▶ **Work required**:
Every entry below is to be copied exactly, with nothing omitted.

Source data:

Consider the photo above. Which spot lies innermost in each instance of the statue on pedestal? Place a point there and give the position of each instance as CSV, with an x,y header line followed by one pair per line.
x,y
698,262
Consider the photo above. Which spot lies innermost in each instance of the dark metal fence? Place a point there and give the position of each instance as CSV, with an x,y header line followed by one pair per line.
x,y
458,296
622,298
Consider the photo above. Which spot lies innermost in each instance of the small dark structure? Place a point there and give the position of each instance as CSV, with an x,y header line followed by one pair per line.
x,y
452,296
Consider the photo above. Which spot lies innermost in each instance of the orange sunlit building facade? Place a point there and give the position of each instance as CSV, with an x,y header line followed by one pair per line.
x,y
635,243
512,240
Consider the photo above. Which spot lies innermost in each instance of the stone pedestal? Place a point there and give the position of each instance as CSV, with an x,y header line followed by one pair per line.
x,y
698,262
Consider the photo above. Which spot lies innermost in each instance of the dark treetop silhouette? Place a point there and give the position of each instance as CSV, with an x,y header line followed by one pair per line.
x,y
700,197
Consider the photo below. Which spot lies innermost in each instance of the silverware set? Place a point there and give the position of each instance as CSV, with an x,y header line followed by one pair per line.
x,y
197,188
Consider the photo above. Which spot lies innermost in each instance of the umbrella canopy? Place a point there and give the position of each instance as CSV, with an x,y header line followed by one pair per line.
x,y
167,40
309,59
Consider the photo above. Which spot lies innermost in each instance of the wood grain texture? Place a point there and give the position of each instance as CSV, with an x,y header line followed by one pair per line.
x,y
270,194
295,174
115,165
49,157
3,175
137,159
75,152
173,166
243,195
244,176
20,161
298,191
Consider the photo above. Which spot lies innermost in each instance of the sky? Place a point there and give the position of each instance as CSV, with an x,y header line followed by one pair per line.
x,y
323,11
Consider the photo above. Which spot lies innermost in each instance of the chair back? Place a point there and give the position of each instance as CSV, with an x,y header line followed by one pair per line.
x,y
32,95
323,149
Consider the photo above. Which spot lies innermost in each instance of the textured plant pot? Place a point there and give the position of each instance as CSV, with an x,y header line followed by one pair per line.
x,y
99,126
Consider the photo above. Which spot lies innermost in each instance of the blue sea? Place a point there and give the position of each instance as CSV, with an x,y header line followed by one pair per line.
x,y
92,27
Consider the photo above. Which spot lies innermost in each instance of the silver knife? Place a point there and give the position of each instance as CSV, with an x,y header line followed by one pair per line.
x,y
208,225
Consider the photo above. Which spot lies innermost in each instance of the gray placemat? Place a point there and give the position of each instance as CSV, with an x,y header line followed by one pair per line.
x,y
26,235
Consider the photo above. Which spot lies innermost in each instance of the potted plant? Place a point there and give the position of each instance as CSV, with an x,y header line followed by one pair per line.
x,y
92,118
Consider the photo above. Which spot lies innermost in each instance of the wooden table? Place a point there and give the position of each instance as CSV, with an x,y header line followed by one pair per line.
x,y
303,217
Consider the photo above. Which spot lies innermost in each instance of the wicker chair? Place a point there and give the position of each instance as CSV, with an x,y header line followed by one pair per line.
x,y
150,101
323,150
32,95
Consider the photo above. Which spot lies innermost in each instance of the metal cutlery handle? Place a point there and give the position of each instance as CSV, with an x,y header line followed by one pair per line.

▶ **Answer for the task**:
Consider the photo above. Which spot lies innermost in each instance of the statue on pedestal? Place a point there and give the position of each instance as CSV, with an x,y header line followed by one pair per line.
x,y
698,262
Consider the photo above. Which spot lies innermost in each instance of the dark metal fence? Place a point there and give the position of each instance as CSV, with an x,y header line followed by one pair per line.
x,y
458,296
622,298
Consider the photo above. Which spot lies innermost in each instance of the small dark structure? Place a point there and give the position of each instance as CSV, with an x,y header line followed by one pair per line.
x,y
452,296
Consider the photo above. Which spot lies innermost in each instance of the orange sunlit building facade? Place a point there and give the position of each instance as CSV, with an x,y header line followed by one pair per line.
x,y
635,243
512,240
Consider the photo above. Which spot lies innermost in each instance of the stone pedestal? Place a point there and give the position of each instance as CSV, with an x,y header line followed by one pair per line.
x,y
698,262
Consider the photo above. Which spot lies innermost in each instance of the dark treetop silhouette? Place a point there and give the position of each instance as CSV, with an x,y header line followed by one pair per line.
x,y
700,197
Consider the photo below. Which spot lies innermost in each instance of the silverware set? Place a point there and give the position of each instance as CSV, with an x,y header line followed by one pair per line.
x,y
197,188
Consider the photo above. Which spot lies innermost in each instance of the umbrella canopy? Place a point there and give the position of each instance as CSV, with an x,y header line followed by one pair per line.
x,y
167,40
309,59
Consider the photo above. Which spot lies innermost in each instance of the wood grain texture? Place a point there and give the position of each instance as CSV, with an x,y header line followed by one pair per line.
x,y
270,194
295,174
115,165
49,157
3,175
137,159
75,152
173,166
243,195
244,176
20,161
298,191
Consider the photo above. Which spot lies innermost in each instance of the sky? Place a point there and give the position of each instance as CSV, with an x,y header line followed by one pair per line.
x,y
323,11
Consider the photo above. Which spot lies innermost in each instance of the chair back? Place a point there and give the position of each instance as CSV, with an x,y header line followed by one pair per line.
x,y
32,95
323,149
Consider the photo above. Which spot lies innermost in each instance of the textured plant pot? Place a point there and give the position of each instance as CSV, with an x,y header line followed by one pair per line.
x,y
99,126
Consider the photo above. Which spot lies innermost in each instance of the blue sea? Place a point there and give the position of each instance as CSV, with an x,y header line followed by one pair per line.
x,y
92,27
Consider the photo above. Which spot lies innermost in each instance of the silver knife? Place a point there and give the position of each instance as CSV, with an x,y header line followed by one pair per line.
x,y
208,225
Consider the photo above. Which spot lies innermost in each instance of the gray placemat? Place a point there and give the position of each instance as CSV, with an x,y header line followed by one pair per line.
x,y
26,235
Consider the photo above. Which spot lies innermost in each instance of the potted plant? Place a point there and give the position of each instance as CSV, with an x,y header line followed by one pair per line.
x,y
92,118
Consider the photo above. Which spot lies innermost in each instance of the wooden table? Place a point there and give the position of each instance as CSV, with an x,y header line followed by one pair per line.
x,y
303,217
Consider the photo above. Which spot lies innermost in each instance of the wicker chair? Place a point there and give the position of each instance as CSV, with an x,y header line followed by one pair per line.
x,y
150,101
323,150
32,95
Consider the photo above. Which spot lies innermost in each instance of the metal cutlery handle? Place a point there and give the position of each instance as CSV, with an x,y header line followed by one pair per line.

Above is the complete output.